───── Texto do exercício

MORTE LENTA DA DEMOCRACIA?
Jorge Zaverucha
Fui aluno do notável cientista político argentino Guillermo O´Donnell. Diante da delicada situação política do país, duas de suas contribuições atormentam-me. Primeiramente, O´Donnell afirmou que as democracias podem sofrer de morte rápida (i.e., golpe de estado), ou de morte lenta. Isto aconteceria quando suas instituições vão ficando, paulatinamente, mais rôtas. Podemos dizer que a (semi)democracia brasileira caminha para a morte cerebral de suas instituições embora ainda não tenha entrado, formalmente, em óbito? Esta situação morto-vivo pode perdurar por vários anos ou desaparecer repentinamente.
É verdade que, ao contrário de outros tempos, o Ministério Público e a Polícia Federal nunca estiveram tão atuantes. Alerto: somente para os crimes de colarinho branco. E grandes empresários e minoria de políticos estão sendo encarcerados. Todavia, não sabemos se o Presidente virará réu no STF por corrupção, e os Presidentes da Câmara e Senado estão às voltas com a Justiça, assim como um terço do Congresso Nacional. Desde o início da Nova República o brasileiro vem perdendo a confiança em suas instituições políticas. Estas são consideradas cínicas e afastadas dos interesses gerais da população. Collor, Itamar, FHC, Lula, Dilma e Temer – uns mais outros menos – são sintomas deste mal estar político que, lentamente, mas, perigosamente, corrói as instituições.

──────────
───── Dados extraídos

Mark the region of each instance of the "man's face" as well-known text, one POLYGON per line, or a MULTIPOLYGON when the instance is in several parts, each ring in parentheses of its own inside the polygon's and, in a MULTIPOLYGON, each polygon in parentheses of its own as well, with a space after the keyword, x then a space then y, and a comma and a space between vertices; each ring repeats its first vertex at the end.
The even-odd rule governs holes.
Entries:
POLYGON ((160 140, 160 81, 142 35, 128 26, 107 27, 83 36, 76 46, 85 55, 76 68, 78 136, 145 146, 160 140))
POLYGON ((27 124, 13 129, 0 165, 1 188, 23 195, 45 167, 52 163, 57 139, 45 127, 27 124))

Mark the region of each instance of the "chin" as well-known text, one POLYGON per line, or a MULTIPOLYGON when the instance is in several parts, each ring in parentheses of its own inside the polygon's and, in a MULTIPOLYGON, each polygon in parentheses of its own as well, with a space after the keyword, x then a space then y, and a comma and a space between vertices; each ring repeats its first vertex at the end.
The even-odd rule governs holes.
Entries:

──────────
───── Dados extraídos

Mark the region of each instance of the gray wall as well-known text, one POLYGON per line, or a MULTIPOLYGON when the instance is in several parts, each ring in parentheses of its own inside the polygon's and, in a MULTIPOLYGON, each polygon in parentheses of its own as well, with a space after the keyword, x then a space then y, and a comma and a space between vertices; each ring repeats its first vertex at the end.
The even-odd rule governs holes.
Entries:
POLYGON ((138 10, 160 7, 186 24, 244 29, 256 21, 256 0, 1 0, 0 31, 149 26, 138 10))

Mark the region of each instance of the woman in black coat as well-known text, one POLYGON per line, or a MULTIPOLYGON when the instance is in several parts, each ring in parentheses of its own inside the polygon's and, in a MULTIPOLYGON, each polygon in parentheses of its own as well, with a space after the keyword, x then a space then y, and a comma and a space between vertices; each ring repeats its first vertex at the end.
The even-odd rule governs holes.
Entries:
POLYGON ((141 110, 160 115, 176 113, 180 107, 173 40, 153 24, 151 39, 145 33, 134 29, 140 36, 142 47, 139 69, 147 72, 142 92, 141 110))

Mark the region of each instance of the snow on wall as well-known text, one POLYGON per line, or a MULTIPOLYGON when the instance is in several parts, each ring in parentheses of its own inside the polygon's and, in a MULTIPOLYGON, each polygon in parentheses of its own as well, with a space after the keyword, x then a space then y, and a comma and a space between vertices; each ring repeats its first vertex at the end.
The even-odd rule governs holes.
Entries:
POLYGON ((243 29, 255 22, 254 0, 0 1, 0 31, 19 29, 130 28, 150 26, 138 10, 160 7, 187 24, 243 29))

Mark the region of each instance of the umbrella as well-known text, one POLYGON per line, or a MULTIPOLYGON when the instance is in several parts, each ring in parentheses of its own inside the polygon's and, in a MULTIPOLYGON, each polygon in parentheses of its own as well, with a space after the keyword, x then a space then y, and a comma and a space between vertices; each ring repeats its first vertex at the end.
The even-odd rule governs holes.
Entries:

──────────

• _Instruções_:
A. Resuma em duas frases o texto sobre a morte lenta da democracia.
B. Reproduza o trecho do texto sobre a morte lenta da democracia de "É verdade que, ao" até "corrói as instituições.".
Os itens vêm de outra fonte.

• _Respostas_:
A. Partindo da ideia de Guillermo O´Donnell de que as democracias podem ter morte rápida, por golpe de estado, ou morte lenta, pelo desgaste gradual das instituições, o texto pergunta se a democracia brasileira caminha para a morte cerebral de suas instituições. Apesar de o Ministério Público e a Polícia Federal estarem mais atuantes do que nunca contra crimes de colarinho branco, o brasileiro vem perdendo a confiança nas instituições políticas desde o início da Nova República, num mal-estar que as corrói lenta e perigosamente.

B.
É verdade que, ao contrário de outros tempos, o Ministério Público e a Polícia Federal nunca estiveram tão atuantes. Alerto: somente para os crimes de colarinho branco. E grandes empresários e minoria de políticos estão sendo encarcerados. Todavia, não sabemos se o Presidente virará réu no STF por corrupção, e os Presidentes da Câmara e Senado estão às voltas com a Justiça, assim como um terço do Congresso Nacional. Desde o início da Nova República o brasileiro vem perdendo a confiança em suas instituições políticas. Estas são consideradas cínicas e afastadas dos interesses gerais da população. Collor, Itamar, FHC, Lula, Dilma e Temer – uns mais outros menos – são sintomas deste mal estar político que, lentamente, mas, perigosamente, corrói as instituições.